▶ **Listing**

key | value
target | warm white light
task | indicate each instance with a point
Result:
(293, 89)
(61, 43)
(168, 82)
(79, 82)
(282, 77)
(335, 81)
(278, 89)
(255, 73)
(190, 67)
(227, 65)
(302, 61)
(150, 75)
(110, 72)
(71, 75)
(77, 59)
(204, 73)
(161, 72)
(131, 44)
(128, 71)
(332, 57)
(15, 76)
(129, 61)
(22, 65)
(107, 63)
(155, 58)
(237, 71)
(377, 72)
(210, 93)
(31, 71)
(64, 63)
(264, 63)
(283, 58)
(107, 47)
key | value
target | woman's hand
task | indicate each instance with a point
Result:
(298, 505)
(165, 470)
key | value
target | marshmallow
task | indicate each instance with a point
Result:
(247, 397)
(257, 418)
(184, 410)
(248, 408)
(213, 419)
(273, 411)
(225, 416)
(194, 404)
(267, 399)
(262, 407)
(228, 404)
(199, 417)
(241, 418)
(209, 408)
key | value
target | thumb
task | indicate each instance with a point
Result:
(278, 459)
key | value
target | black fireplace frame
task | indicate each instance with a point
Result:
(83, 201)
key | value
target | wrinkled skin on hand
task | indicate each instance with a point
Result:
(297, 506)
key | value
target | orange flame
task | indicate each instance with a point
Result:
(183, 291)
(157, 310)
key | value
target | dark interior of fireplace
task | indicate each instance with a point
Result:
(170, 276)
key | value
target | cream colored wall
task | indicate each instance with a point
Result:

▶ **Your objective**
Put the whole listing above into a JSON list of strings, one string for each line, leaving out any blank lines.

▶ **Output for this task**
[
  "key | value",
  "target | warm white light",
  "task | indicate each instance with a point",
  "Result:",
  "(293, 89)",
  "(61, 43)",
  "(168, 82)",
  "(79, 82)",
  "(282, 77)",
  "(335, 81)",
  "(278, 89)",
  "(255, 73)",
  "(190, 67)",
  "(227, 65)",
  "(302, 61)",
  "(150, 75)",
  "(110, 72)",
  "(71, 75)",
  "(77, 59)",
  "(204, 73)",
  "(161, 72)",
  "(131, 44)",
  "(128, 71)",
  "(332, 57)",
  "(15, 76)",
  "(129, 61)",
  "(22, 65)",
  "(107, 63)",
  "(155, 58)",
  "(237, 71)",
  "(377, 72)",
  "(210, 93)",
  "(31, 71)",
  "(64, 63)",
  "(264, 63)",
  "(283, 58)",
  "(107, 47)",
  "key | value",
  "target | woman's hand",
  "task | indicate each instance with a point",
  "Result:",
  "(298, 505)",
  "(165, 470)",
  "key | value",
  "target | marshmallow",
  "task | indicate each instance with a point",
  "Result:",
  "(247, 397)",
  "(257, 418)",
  "(184, 410)",
  "(248, 408)",
  "(213, 419)",
  "(273, 411)",
  "(225, 416)",
  "(194, 404)",
  "(267, 399)",
  "(262, 407)",
  "(228, 404)",
  "(199, 417)",
  "(241, 418)",
  "(209, 408)",
  "key | value",
  "target | thumb",
  "task | indicate each instance with a point",
  "Result:",
  "(278, 459)",
  "key | value",
  "target | black fireplace frame",
  "task | indicate each instance with a point",
  "Result:",
  "(83, 201)",
  "key | value",
  "target | wrinkled skin on hand",
  "task | indicate each instance with a point",
  "Result:",
  "(297, 506)",
  "key | value",
  "target | orange flame",
  "task | indicate each instance with a point",
  "Result:",
  "(183, 291)",
  "(157, 310)",
  "key | value",
  "target | dark interior of fireplace",
  "task | indicate each instance with a point",
  "Result:",
  "(170, 276)",
  "key | value",
  "target | cream colored wall",
  "task | indicate each instance with a point",
  "Result:"
]